SOURCE -
--------------------------------------------------

During the removal hearing, the IJ and the government lawyer repeatedly asked
Carranza-Albarran to describe incidents in which he was “harmed” or
“threatened.” According to Carranza-Albarran’s account of the event, he was not
harmed or threatened during the field trip. He allegedly avoided performing oral
sex by denying that he was gay, and the boys did not threaten to harm him if he
refused to perform oral sex.
We therefore reverse the BIA’s adverse credibility determination and
remand to the BIA to reconsider Carranza-Albarran’s claims for asylum,
withholding of removal, and relief under the Convention Against Torture.
PETITION FOR REVIEW GRANTED.

--------------------------------------------------

PARTS OF THE EXERCISE -
a - In the court opinion, which claims does the court remand to the BIA for reconsideration?
b - Write a continuation of the court opinion on Carranza-Albarran's petition, starting after "PETITION FOR REVIEW GRANTED."
The data comes from a source unrelated to the court opinion.

EXTRACTED ENTRIES -
--------------------------------------------------

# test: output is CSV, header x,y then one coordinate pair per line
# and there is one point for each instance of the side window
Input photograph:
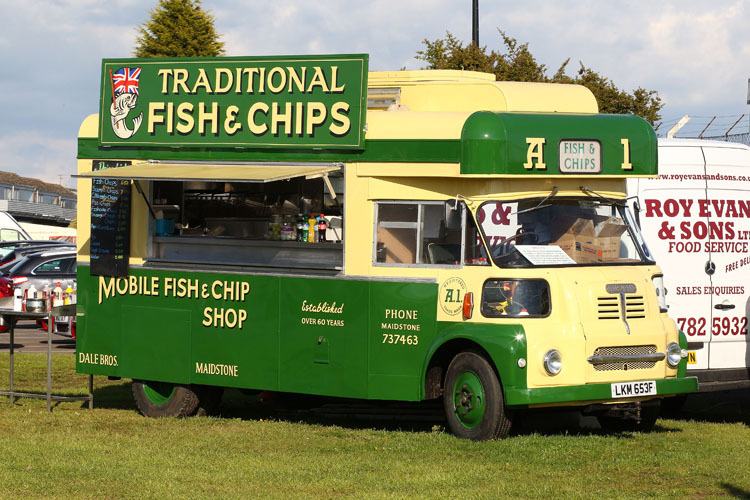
x,y
416,233
503,298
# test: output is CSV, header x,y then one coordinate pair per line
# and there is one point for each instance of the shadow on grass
x,y
716,407
424,416
736,492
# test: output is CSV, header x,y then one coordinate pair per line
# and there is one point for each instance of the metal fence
x,y
741,138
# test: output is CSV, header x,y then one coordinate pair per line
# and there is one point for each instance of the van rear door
x,y
676,235
728,207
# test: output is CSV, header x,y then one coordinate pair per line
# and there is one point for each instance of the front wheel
x,y
473,399
164,399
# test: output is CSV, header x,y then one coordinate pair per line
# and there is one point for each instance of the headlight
x,y
674,354
553,362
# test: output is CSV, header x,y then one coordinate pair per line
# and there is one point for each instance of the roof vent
x,y
384,98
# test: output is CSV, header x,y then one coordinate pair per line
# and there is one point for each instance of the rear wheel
x,y
164,399
473,399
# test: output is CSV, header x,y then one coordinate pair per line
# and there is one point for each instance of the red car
x,y
6,290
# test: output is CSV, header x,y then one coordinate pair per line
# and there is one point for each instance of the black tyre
x,y
163,399
648,414
473,399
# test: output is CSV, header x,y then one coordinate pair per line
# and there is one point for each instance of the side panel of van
x,y
696,220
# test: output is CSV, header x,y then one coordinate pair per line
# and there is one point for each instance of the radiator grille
x,y
625,351
609,307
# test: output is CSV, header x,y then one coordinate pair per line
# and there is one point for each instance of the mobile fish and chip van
x,y
485,257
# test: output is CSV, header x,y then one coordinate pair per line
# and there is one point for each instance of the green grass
x,y
252,451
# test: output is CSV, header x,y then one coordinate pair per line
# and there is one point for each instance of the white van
x,y
696,219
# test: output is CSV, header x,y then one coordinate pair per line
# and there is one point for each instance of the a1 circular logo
x,y
451,295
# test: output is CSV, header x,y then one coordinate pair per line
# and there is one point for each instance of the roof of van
x,y
698,143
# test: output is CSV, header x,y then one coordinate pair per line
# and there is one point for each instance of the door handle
x,y
724,307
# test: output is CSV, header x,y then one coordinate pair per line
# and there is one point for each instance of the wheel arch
x,y
500,345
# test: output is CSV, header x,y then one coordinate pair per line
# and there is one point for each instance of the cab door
x,y
728,208
675,234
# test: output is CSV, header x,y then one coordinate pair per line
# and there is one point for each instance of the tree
x,y
178,28
518,64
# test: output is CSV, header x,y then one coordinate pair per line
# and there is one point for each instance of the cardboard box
x,y
586,242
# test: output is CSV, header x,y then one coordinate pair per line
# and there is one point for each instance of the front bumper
x,y
577,395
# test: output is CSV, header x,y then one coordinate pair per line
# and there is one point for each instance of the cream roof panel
x,y
157,171
408,125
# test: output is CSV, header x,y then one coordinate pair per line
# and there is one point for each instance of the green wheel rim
x,y
468,399
158,392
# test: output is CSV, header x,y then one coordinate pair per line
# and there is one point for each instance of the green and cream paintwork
x,y
373,330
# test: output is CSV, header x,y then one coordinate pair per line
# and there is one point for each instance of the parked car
x,y
6,295
13,257
47,267
7,247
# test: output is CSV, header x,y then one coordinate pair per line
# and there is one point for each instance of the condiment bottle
x,y
322,228
57,295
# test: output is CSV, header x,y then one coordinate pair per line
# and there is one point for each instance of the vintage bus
x,y
302,225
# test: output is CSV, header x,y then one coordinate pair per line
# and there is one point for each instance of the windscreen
x,y
560,232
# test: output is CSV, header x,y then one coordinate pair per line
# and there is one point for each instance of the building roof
x,y
17,180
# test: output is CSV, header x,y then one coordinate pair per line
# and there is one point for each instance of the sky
x,y
695,54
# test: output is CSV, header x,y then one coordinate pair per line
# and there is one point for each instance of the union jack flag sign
x,y
125,81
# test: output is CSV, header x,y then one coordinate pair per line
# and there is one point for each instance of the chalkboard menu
x,y
110,222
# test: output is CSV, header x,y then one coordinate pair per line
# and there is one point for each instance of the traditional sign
x,y
260,102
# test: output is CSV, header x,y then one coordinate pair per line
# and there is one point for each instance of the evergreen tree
x,y
178,28
519,64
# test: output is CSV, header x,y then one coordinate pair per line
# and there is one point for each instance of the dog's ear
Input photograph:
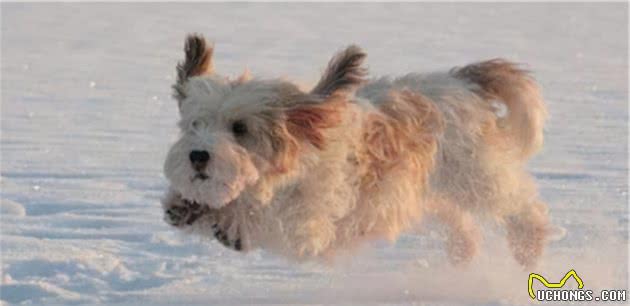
x,y
343,74
198,61
307,121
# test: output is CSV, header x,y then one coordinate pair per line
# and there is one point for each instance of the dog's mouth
x,y
199,176
186,214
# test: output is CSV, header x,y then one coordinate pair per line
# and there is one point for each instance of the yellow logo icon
x,y
547,284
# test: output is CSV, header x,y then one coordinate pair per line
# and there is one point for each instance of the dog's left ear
x,y
344,73
327,100
198,61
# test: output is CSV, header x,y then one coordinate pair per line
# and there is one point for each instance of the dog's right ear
x,y
343,74
198,61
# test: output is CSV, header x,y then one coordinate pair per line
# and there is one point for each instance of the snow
x,y
87,118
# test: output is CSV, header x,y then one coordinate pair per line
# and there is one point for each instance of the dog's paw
x,y
312,238
222,236
186,213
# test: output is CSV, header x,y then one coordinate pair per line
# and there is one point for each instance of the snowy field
x,y
87,118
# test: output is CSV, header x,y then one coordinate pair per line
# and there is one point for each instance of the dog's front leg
x,y
308,223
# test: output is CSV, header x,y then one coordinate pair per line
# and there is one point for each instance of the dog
x,y
264,164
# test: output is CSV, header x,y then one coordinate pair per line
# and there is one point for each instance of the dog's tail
x,y
504,82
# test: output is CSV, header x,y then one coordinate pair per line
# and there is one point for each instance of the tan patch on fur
x,y
405,130
400,143
503,81
308,121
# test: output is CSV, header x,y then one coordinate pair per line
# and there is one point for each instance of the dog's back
x,y
493,115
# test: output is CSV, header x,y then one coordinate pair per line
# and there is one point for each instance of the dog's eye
x,y
239,128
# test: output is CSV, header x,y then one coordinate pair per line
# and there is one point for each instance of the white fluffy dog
x,y
261,163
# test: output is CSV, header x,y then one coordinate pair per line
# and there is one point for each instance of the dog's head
x,y
238,135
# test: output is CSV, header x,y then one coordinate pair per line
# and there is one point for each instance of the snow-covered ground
x,y
87,118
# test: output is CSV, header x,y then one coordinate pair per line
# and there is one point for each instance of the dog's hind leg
x,y
527,232
463,234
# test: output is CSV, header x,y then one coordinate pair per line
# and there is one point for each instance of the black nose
x,y
199,159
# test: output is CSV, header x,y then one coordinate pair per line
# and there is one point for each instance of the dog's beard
x,y
229,172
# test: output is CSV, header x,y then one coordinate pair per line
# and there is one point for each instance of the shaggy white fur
x,y
308,174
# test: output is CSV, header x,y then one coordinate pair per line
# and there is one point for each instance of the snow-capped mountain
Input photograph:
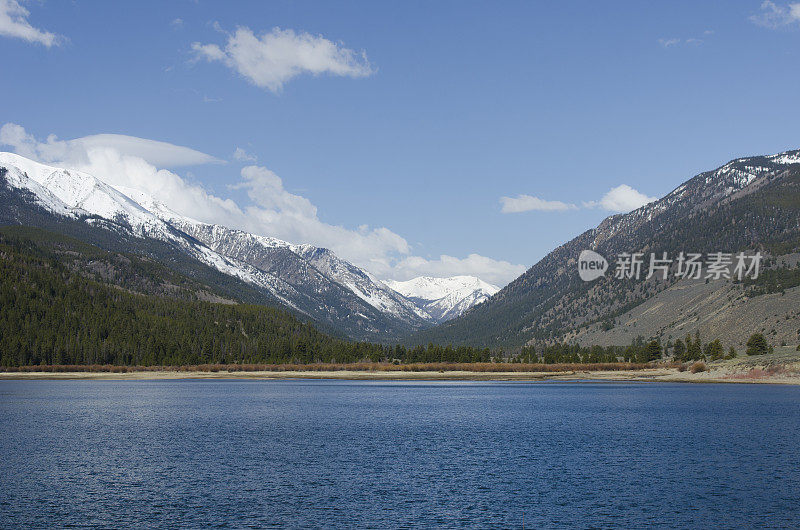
x,y
747,204
310,280
445,298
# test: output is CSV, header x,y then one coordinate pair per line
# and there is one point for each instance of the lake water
x,y
393,454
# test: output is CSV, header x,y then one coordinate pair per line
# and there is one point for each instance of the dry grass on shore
x,y
333,367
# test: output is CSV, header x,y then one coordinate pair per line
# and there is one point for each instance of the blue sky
x,y
391,132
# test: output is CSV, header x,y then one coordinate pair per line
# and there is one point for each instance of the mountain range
x,y
748,205
310,281
442,299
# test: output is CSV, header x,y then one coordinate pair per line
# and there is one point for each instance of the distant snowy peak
x,y
444,298
308,279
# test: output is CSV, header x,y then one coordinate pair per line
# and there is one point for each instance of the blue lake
x,y
392,454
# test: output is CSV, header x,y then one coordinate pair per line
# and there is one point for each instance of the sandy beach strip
x,y
646,375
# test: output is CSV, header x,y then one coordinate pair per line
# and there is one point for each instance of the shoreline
x,y
652,375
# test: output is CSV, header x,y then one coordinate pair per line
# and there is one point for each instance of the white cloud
x,y
243,156
14,23
526,203
160,154
671,43
774,16
621,199
272,211
272,59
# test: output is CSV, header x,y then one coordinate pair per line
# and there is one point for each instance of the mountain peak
x,y
444,298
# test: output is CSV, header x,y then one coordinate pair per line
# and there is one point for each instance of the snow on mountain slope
x,y
445,298
308,265
80,195
359,281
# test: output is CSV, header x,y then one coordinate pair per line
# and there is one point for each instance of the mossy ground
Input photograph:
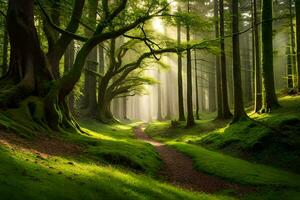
x,y
233,151
106,169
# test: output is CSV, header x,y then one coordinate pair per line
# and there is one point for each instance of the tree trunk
x,y
226,111
89,98
190,117
159,110
68,63
293,53
196,88
297,7
270,100
218,69
124,108
5,51
29,73
60,44
180,85
239,112
258,78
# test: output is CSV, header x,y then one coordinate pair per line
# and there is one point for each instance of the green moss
x,y
235,169
23,175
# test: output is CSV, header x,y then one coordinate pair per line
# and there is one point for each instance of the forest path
x,y
178,169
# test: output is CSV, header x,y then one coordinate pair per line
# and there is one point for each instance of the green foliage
x,y
236,169
114,144
24,175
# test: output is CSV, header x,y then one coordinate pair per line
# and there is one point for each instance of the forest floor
x,y
211,161
262,152
178,169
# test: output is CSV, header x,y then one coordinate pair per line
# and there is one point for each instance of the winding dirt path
x,y
178,169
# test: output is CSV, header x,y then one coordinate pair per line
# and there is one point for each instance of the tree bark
x,y
180,85
89,98
190,117
5,52
293,53
256,51
270,100
297,7
68,63
196,88
218,69
226,111
159,109
239,112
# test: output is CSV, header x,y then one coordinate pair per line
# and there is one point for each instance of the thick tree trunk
x,y
293,53
5,52
27,66
55,53
258,78
190,117
226,111
270,100
297,6
104,112
196,88
218,69
239,112
68,63
180,85
90,81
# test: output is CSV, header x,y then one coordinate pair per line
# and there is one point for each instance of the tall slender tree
x,y
218,69
226,114
90,99
239,112
292,45
270,101
196,86
257,55
180,84
68,63
297,7
190,116
5,52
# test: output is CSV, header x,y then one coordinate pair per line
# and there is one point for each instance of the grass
x,y
273,141
115,145
164,132
236,170
23,175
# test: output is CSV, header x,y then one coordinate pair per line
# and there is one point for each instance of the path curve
x,y
178,169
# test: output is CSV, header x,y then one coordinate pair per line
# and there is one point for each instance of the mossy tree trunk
x,y
226,114
270,101
196,87
5,52
68,63
180,84
89,98
239,112
257,56
218,69
297,6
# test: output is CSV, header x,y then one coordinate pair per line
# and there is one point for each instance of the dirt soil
x,y
178,169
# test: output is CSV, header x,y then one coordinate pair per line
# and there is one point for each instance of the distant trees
x,y
190,112
239,112
226,114
297,7
180,84
270,101
32,73
257,61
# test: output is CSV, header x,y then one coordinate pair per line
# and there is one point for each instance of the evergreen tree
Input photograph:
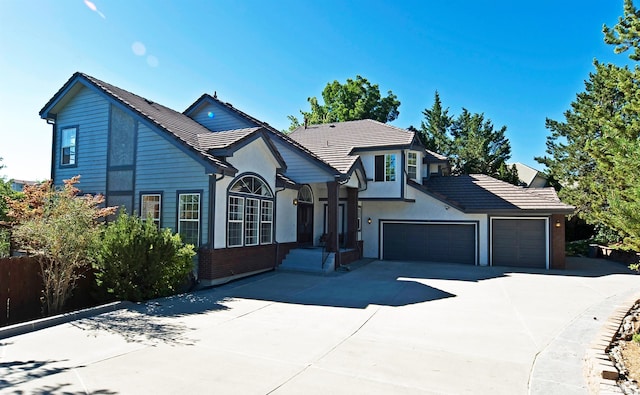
x,y
593,152
353,100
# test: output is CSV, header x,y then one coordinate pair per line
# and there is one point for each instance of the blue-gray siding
x,y
90,112
162,167
222,119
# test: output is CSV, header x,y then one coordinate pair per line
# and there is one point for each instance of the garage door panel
x,y
519,242
454,243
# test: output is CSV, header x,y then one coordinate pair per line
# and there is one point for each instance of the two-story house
x,y
249,196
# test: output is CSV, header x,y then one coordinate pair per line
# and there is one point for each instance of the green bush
x,y
137,261
5,243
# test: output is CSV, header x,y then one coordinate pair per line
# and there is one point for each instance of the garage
x,y
450,242
520,242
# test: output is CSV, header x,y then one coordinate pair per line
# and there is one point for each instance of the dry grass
x,y
631,357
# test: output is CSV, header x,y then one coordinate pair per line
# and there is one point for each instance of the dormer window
x,y
412,165
385,167
68,147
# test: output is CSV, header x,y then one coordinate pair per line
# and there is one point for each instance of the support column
x,y
557,242
332,217
352,218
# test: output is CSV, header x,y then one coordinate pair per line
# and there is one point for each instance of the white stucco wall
x,y
425,208
286,216
254,157
381,189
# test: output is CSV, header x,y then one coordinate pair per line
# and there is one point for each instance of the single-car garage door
x,y
450,242
519,242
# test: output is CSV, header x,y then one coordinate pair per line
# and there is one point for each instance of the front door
x,y
305,224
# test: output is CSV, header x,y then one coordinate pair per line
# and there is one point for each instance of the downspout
x,y
212,208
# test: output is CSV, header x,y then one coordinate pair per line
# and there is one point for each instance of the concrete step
x,y
308,260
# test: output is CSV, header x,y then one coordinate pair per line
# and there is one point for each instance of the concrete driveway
x,y
387,327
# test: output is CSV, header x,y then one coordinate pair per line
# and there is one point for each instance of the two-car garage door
x,y
434,242
520,242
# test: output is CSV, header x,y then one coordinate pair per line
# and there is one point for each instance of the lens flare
x,y
138,48
152,61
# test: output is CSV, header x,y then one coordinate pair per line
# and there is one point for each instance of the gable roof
x,y
206,98
479,193
181,128
337,143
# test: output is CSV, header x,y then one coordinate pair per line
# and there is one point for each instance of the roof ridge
x,y
520,189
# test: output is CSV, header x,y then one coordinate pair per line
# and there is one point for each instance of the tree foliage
x,y
138,261
5,193
353,100
62,231
594,152
470,141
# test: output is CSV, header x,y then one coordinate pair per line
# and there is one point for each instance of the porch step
x,y
308,260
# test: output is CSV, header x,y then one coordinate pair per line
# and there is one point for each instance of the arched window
x,y
305,195
250,212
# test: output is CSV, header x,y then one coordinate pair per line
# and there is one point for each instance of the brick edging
x,y
602,375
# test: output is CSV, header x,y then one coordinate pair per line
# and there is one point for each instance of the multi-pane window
x,y
68,146
412,165
189,217
252,221
150,207
236,221
250,213
266,222
385,167
390,167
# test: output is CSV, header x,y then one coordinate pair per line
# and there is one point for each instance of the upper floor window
x,y
150,207
412,165
68,146
385,167
189,218
250,213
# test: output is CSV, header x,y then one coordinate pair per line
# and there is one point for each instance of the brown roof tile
x,y
334,143
478,193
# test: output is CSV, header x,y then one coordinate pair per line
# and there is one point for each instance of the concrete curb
x,y
47,322
602,375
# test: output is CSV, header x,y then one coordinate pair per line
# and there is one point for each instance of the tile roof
x,y
208,141
334,142
479,193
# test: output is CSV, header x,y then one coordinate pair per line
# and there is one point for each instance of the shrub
x,y
138,261
62,231
5,243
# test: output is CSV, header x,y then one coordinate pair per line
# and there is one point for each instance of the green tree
x,y
477,146
138,261
434,130
62,231
470,141
353,100
593,152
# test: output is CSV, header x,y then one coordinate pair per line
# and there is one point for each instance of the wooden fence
x,y
21,289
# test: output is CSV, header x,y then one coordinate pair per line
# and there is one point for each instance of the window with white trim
x,y
68,146
151,207
412,165
390,167
250,213
236,221
189,218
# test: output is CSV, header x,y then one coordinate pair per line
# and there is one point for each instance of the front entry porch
x,y
318,259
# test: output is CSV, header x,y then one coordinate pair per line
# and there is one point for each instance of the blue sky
x,y
518,62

--------------------------------------------------

RESPONSES FOR EACH TASK -
a - Carranza-Albarran's claims for asylum, withholding of removal, and relief under the Convention Against Torture.

b -
FILED
Carranza-Albarran v. Barr, No. 17-70250
JUL 31 2019
Smith, N.R., Circuit Judge, dissenting. MOLLY C. DWYER, CLERK
U.S. COURT OF APPEALS
Petitioner here requested only the review of an adverse credibility
determination. The standard for reviewing an adverse credibility finding of the
Board of Immigration Appeals (BIA) is substantial evidence. Shrestha v. Holder,
590 F.3d 1034, 1039 (9th Cir. 2010). Although “[s]ubstantial evidence is more
than a mere scintilla,” it is also “such relevant evidence as a reasonable mind might
accept as adequate to support a conclusion.” Ibarra-Flores v. Gonzales, 439 F.3d
614, 618 (9th Cir. 2006) (quotation marks and citation omitted). To establish that
substantial evidence does not support the BIA’s decision, the petitioner must show
“that the evidence he presented was so compelling that no reasonable factfinder
could fail to find the requisite fear of persecution.” INS v. Elias-Zacarias, 502
U.S. 478, 483-84 (1992).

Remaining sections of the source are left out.